WHAT TO DO -
List every line in the material below that contains the word "elephant", treating case as significant.

TASK INPUTS -
★ ★ ★ ★ ★ ★ ★

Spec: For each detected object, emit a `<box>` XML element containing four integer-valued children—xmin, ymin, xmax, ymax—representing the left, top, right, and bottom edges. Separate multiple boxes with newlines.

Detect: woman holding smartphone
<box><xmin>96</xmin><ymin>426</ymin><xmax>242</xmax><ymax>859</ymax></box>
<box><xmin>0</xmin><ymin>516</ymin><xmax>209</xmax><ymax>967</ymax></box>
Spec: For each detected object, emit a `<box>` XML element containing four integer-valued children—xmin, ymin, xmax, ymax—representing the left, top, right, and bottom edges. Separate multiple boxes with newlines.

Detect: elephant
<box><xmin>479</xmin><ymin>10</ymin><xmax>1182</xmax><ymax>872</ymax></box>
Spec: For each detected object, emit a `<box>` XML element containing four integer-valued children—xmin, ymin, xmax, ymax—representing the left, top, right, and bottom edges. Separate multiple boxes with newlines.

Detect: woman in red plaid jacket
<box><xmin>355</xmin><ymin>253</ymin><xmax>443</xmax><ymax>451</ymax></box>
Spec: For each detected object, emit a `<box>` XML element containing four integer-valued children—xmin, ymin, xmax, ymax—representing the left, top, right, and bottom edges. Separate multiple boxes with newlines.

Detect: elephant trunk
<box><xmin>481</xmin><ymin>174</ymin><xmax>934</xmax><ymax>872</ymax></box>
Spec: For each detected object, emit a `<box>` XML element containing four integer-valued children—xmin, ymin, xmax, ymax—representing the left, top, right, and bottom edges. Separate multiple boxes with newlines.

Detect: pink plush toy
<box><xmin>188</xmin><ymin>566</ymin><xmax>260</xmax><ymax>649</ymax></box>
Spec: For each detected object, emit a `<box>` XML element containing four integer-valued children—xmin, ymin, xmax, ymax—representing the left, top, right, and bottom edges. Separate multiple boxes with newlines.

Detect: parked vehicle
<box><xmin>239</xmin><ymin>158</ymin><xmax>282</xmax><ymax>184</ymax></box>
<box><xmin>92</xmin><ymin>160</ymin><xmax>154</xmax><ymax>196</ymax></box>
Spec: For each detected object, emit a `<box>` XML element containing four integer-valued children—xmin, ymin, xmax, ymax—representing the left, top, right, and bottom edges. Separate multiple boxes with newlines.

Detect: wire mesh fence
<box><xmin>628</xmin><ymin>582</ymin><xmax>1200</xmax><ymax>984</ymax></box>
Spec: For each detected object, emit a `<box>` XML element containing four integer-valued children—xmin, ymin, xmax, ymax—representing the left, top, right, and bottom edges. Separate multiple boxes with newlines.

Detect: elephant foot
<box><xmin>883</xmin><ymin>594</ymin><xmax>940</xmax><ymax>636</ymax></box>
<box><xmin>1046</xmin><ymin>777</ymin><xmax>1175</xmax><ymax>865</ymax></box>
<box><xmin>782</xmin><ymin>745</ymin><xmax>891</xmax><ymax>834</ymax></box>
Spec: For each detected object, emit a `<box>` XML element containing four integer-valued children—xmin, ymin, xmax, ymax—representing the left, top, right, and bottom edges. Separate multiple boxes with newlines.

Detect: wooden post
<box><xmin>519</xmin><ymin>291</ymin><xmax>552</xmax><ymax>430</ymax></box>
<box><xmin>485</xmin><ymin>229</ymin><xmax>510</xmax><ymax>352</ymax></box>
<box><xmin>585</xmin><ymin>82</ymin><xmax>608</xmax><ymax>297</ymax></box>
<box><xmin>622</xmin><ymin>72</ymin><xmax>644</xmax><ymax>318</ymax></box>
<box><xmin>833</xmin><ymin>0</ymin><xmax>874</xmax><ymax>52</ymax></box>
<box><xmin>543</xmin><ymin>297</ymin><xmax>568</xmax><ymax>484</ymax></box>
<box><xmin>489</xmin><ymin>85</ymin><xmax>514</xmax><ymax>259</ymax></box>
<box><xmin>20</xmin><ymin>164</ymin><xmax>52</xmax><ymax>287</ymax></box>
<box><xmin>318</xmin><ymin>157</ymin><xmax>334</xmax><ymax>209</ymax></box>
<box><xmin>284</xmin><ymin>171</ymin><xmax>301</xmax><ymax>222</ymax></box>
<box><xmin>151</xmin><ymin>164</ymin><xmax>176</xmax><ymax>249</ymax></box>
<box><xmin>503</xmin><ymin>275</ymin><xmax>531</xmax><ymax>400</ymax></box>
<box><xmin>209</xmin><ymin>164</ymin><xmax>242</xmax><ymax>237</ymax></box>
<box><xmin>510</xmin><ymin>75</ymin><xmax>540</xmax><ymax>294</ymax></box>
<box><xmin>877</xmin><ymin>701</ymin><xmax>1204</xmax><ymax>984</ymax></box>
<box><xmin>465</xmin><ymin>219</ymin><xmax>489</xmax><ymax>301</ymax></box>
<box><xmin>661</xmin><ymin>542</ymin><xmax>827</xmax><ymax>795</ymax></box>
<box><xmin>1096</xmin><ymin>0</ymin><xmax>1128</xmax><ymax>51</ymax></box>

★ ★ ★ ★ ★ ★ ★

SOLUTION BELOW -
Detect: elephant
Detect: elephant trunk
Detect: elephant foot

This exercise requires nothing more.